──────── Records provided
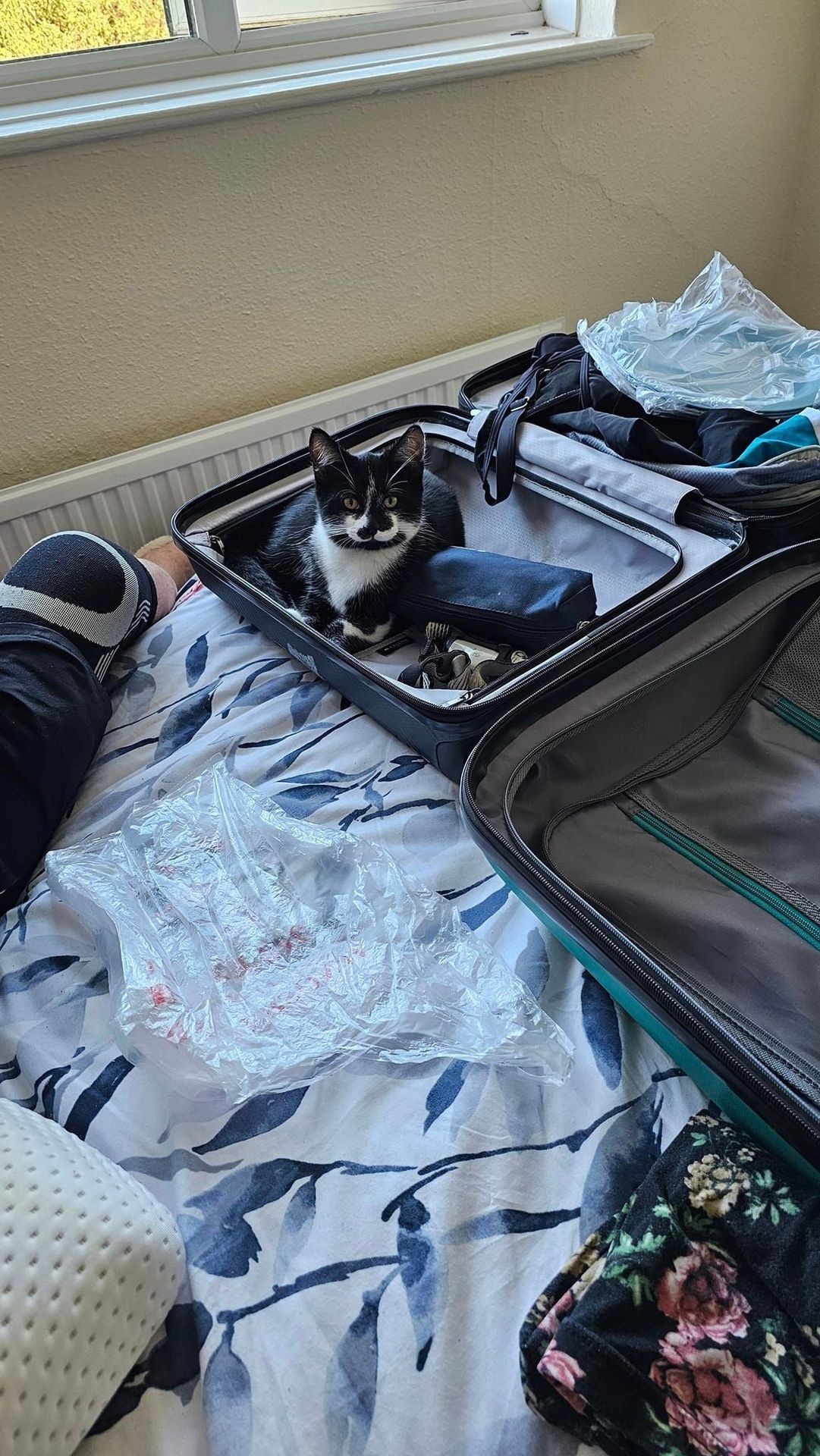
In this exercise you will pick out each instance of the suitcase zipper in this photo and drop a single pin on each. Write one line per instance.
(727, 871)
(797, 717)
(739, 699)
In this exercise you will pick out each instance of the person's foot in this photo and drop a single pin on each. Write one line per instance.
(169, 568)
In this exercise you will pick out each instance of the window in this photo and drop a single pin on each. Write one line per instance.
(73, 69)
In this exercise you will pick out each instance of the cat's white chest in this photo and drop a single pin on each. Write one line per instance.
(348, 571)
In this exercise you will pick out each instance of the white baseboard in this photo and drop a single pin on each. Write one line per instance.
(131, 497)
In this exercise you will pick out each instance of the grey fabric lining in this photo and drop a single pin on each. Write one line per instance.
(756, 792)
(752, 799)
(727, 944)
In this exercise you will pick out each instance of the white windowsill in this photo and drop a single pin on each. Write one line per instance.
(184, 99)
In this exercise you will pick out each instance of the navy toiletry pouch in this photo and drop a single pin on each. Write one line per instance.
────────────────
Task details – What you give back must be the data above, reproduced exactly and free of pictures.

Exercise response –
In this exercise you will pick out each instance of the suitcase zipper in this photo and drop a single pin on each. Write one line per instance.
(727, 871)
(797, 717)
(739, 699)
In this exercise you will pick out each instance of the person's foot in this photo and drop a single pin on each. Write one line per instance.
(169, 568)
In this exercise you will pick out each instance of the window in this photo and drop a single pin on each. Write one line per instance.
(73, 69)
In this exercise you will pick out each instance of the cat's white chest in this photo and drop a single pin on each. Write one line per instance.
(348, 571)
In this exercise you will pick out each instance of the white baseboard in this photo and drop a single pin on each. Write one line per instance.
(131, 497)
In this exercise you will pick out each instance of the grey fabric lining in this photo and drop a single pin on each. Write one line per instance.
(756, 792)
(752, 799)
(727, 944)
In this exercise you will pick out each instance of the white windowsill in this photo and drop a single pin on each. Write one line per instance.
(184, 99)
In this exercise you will pick out each instance of the navy toiletry pouch in this photo and drop a single pin on each. Write one line per instance.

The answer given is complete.